Repeat all of the entries, please, keeping each line exact.

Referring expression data
+++

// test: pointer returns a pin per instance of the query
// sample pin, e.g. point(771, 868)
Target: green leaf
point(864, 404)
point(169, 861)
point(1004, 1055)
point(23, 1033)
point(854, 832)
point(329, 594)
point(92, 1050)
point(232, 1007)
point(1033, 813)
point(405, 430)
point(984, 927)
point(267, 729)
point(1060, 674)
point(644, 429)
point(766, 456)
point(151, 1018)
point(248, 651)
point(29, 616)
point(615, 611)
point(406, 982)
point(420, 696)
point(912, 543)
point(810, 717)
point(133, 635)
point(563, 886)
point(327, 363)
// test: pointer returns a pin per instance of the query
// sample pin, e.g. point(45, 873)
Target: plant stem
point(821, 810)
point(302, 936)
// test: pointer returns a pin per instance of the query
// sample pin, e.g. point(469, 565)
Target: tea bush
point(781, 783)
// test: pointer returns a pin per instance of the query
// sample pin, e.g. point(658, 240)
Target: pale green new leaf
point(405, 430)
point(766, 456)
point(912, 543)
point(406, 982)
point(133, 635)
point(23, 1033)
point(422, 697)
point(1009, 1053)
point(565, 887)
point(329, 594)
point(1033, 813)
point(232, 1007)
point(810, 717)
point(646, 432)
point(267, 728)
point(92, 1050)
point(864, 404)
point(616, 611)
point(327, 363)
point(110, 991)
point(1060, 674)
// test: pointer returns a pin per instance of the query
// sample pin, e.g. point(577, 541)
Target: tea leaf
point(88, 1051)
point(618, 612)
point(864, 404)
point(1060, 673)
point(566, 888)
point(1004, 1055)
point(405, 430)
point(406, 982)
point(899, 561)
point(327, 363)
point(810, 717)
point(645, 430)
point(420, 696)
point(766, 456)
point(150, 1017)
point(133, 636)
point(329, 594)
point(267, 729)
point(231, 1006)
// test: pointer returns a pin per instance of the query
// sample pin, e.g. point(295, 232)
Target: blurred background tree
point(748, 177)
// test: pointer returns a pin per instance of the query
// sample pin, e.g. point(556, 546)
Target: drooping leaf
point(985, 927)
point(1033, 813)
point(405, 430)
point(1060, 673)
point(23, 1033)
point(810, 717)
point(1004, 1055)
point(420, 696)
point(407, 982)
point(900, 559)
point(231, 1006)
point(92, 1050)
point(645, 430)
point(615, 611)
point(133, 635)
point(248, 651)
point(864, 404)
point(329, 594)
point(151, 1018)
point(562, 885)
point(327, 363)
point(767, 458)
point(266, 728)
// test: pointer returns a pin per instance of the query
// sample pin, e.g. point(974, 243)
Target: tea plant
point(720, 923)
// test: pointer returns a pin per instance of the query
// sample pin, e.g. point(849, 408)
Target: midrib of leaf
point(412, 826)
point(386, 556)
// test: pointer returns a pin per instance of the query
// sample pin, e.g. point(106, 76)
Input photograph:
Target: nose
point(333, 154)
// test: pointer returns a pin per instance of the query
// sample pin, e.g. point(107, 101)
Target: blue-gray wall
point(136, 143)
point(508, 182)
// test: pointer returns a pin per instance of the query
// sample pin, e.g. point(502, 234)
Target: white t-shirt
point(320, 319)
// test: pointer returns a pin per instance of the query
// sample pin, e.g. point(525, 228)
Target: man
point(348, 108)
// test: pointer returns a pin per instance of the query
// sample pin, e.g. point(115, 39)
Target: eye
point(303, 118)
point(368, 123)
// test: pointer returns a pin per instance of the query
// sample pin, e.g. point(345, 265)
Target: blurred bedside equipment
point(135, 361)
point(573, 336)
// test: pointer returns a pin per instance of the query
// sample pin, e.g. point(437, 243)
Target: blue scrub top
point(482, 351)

+++

**OUTPUT FOR THIS EXERCISE**
// test: pointer returns a pin per instance of the query
// sample pin, e.g. point(771, 868)
Target: green leaf
point(864, 404)
point(169, 861)
point(1004, 1055)
point(23, 1033)
point(854, 832)
point(329, 594)
point(92, 1050)
point(232, 1007)
point(1033, 813)
point(405, 430)
point(984, 927)
point(267, 729)
point(1060, 674)
point(644, 429)
point(766, 456)
point(151, 1018)
point(248, 651)
point(29, 616)
point(615, 611)
point(406, 982)
point(420, 696)
point(912, 543)
point(810, 717)
point(133, 635)
point(563, 886)
point(327, 363)
// test: pointer returns a pin per instance of the query
// sample pin, e.g. point(45, 873)
Target: plant stem
point(821, 810)
point(302, 936)
// test: pointer returns a pin per instance of the query
// sample pin, e.g. point(469, 565)
Target: tea bush
point(781, 783)
// test: pointer returns a pin per instance of the query
// sample pin, e.g. point(658, 240)
Target: pale green new leaf
point(405, 430)
point(766, 456)
point(912, 543)
point(406, 982)
point(133, 635)
point(23, 1033)
point(422, 697)
point(1009, 1053)
point(565, 887)
point(329, 594)
point(1033, 813)
point(232, 1007)
point(810, 717)
point(646, 432)
point(267, 728)
point(92, 1050)
point(864, 404)
point(616, 611)
point(327, 363)
point(110, 991)
point(1060, 674)
// test: pointer returns a pin per instance of the query
// sample pin, e.g. point(577, 541)
Target: tea leaf
point(88, 1051)
point(618, 612)
point(864, 404)
point(1060, 673)
point(566, 888)
point(1004, 1055)
point(405, 430)
point(406, 982)
point(899, 561)
point(327, 363)
point(810, 717)
point(645, 430)
point(420, 696)
point(766, 456)
point(150, 1017)
point(133, 636)
point(329, 594)
point(267, 729)
point(231, 1006)
// test: pointer returns a pin per instance of the query
// sample pin, e.g. point(295, 232)
Target: blurred background tree
point(748, 177)
// test: pointer returns a pin per instance of the query
// sample pin, e.g. point(556, 546)
Target: drooping leaf
point(985, 927)
point(1033, 813)
point(405, 430)
point(1060, 673)
point(23, 1033)
point(810, 717)
point(1004, 1055)
point(420, 696)
point(407, 982)
point(900, 559)
point(231, 1006)
point(92, 1050)
point(645, 430)
point(615, 611)
point(133, 635)
point(248, 651)
point(864, 404)
point(329, 594)
point(151, 1018)
point(562, 885)
point(327, 363)
point(767, 458)
point(266, 728)
// test: pointer returns a pin per instance of the query
// sample pin, e.g. point(974, 243)
Target: tea plant
point(720, 923)
// test: pointer returns a pin per instance of the query
// sample pin, e.g. point(849, 408)
Target: midrib of leaf
point(412, 826)
point(386, 556)
// test: pointer returns a pin per instance of the query
// sample pin, e.g. point(106, 76)
Input photograph:
Target: nose
point(333, 154)
// test: pointer returns a pin per instance of the query
// sample pin, e.g. point(107, 101)
Target: blue-gray wall
point(136, 143)
point(508, 182)
// test: pointer returns a pin per instance of the query
// sample pin, e.g. point(502, 234)
Target: white t-shirt
point(320, 319)
// test: pointer returns a pin per instance of the query
// sample pin, e.g. point(525, 228)
Target: man
point(348, 108)
// test: pointer returns a pin per instance of the query
// sample pin, e.g. point(115, 39)
Target: eye
point(303, 118)
point(368, 123)
// test: pointer returns a pin per instance of the query
// sample pin, e.g. point(345, 265)
Target: blurred bedside equipment
point(135, 361)
point(573, 336)
// test: pointer returns a pin per instance of the query
// sample pin, e.g. point(437, 243)
Target: blue scrub top
point(482, 351)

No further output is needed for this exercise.